§ Requirement 1: According to the passage on Thomas Edison, how many U.S. patents was he awarded?
§ Requirement 2: Rewrite the passage on Thomas Edison from "Thomas Edison stands" up to and including "the electrical grid.", swapping "inventor" for "innovator".

§ Given text:
++++++++

In 1875 Edison chanced upon the fact of radio waves, but in the 1880s, when he had some time, he failed to pursue research in this realm, thus missing a really big boat.

Edison’s inventions formed the basis for the General Electric Company, but the firm’s managers kept the great man at arm’s length, skeptical of his business acumen. He should have cut his ties to GE, formed his own new company, hired a capable staff, and re-read “King Lear.” The result might have been additional decades of first-rate creativity, but it was not to be. (On the other hand, he invented the alkaline battery in the latter years of his career, and also made pioneering contributions to motion pictures and to the burgeoning phonograph industry.)

Thomas Edison stands today as modern history’s most prolific inventor and one of the most creative individuals in the annals of business. He was awarded a record 1,093 U.S. patents singly or jointly (about one patent every 10 days over his career) including 389 patents in the field of electric power and light. He was the centerpiece of an extraordinary era. “The generation of the 1850s,” writes historian Norman Stone, referring to people who grew up or came of age in that decade, “….experienced the greatest ‘quantum leap’ in all history, starting out with horses and carts and ending, around 1900, with telephones, aircraft, motor-cars….” And the electrical grid.

++++++++

§ Listed records:
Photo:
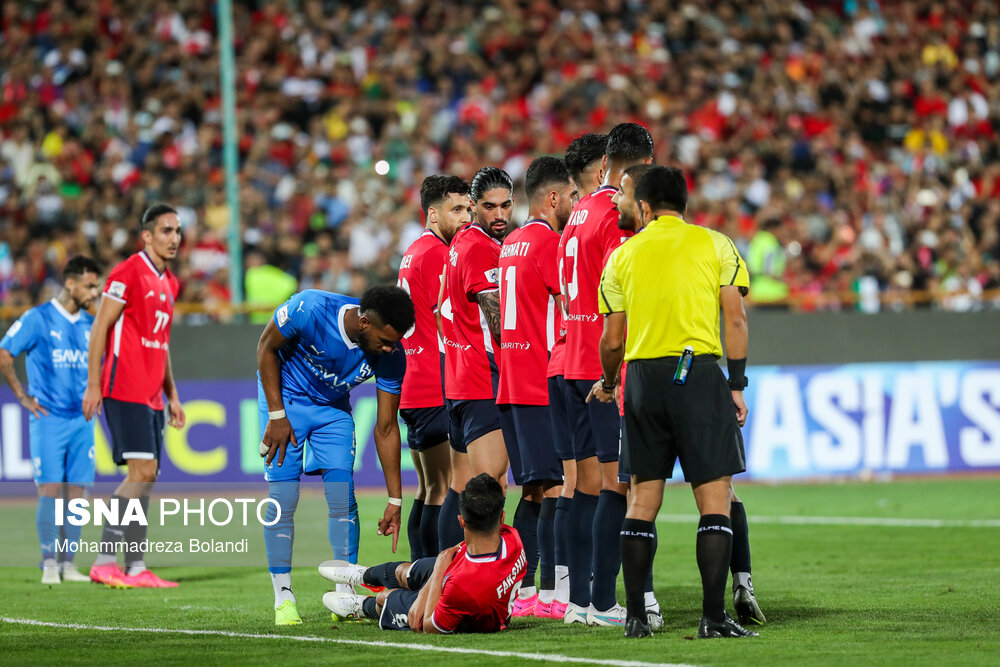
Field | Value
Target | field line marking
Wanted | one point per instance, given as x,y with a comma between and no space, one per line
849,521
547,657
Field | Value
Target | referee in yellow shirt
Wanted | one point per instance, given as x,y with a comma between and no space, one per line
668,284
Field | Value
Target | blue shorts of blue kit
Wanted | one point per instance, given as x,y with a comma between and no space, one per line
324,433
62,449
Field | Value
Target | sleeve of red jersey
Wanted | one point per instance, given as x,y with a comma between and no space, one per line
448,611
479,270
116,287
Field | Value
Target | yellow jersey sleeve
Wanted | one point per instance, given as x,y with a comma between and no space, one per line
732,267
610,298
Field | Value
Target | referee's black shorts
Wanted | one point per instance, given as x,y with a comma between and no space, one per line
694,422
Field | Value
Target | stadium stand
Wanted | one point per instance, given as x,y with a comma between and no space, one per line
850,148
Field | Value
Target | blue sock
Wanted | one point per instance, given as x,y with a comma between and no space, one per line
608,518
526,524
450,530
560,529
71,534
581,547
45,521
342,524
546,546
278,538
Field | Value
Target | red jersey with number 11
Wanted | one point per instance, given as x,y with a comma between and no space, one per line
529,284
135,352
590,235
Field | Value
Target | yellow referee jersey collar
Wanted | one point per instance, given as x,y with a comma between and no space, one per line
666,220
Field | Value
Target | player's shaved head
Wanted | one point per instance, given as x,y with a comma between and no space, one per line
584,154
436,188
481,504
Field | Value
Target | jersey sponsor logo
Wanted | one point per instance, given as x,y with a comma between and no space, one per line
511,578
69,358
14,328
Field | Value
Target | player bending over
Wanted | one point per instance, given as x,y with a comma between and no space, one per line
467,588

++++++++

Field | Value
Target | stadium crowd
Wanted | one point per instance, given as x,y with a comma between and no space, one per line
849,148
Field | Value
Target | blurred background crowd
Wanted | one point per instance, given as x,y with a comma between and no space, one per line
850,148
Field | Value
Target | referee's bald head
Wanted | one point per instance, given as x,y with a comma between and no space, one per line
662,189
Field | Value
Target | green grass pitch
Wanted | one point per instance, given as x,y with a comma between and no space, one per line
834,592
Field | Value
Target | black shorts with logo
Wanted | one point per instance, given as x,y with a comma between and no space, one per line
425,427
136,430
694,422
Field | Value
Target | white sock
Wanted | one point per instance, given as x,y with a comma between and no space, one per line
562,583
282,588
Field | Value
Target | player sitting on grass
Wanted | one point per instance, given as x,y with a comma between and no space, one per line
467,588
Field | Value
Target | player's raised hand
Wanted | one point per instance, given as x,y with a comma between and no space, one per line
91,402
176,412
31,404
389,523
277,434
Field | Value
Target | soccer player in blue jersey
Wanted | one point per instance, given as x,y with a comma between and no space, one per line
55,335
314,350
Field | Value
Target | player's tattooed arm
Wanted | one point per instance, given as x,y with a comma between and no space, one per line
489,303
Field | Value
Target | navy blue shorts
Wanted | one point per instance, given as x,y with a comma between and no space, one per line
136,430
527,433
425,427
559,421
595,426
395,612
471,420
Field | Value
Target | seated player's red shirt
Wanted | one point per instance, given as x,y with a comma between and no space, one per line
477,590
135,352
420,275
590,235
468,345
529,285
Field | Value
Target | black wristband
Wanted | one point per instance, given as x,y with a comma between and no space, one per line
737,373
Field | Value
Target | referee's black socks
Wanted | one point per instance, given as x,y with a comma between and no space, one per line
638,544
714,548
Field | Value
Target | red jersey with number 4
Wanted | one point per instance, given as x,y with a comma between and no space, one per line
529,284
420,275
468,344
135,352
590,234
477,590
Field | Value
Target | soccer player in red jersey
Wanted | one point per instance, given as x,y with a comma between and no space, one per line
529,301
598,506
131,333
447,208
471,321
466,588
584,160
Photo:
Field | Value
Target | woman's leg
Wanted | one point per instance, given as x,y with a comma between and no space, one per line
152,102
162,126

++++++++

§ Task output 1: He was awarded a record 1,093 U.S. patents, singly or jointly.

§ Task output 2:
Thomas Edison stands today as modern history’s most prolific innovator and one of the most creative individuals in the annals of business. He was awarded a record 1,093 U.S. patents singly or jointly (about one patent every 10 days over his career) including 389 patents in the field of electric power and light. He was the centerpiece of an extraordinary era. “The generation of the 1850s,” writes historian Norman Stone, referring to people who grew up or came of age in that decade, “….experienced the greatest ‘quantum leap’ in all history, starting out with horses and carts and ending, around 1900, with telephones, aircraft, motor-cars….” And the electrical grid.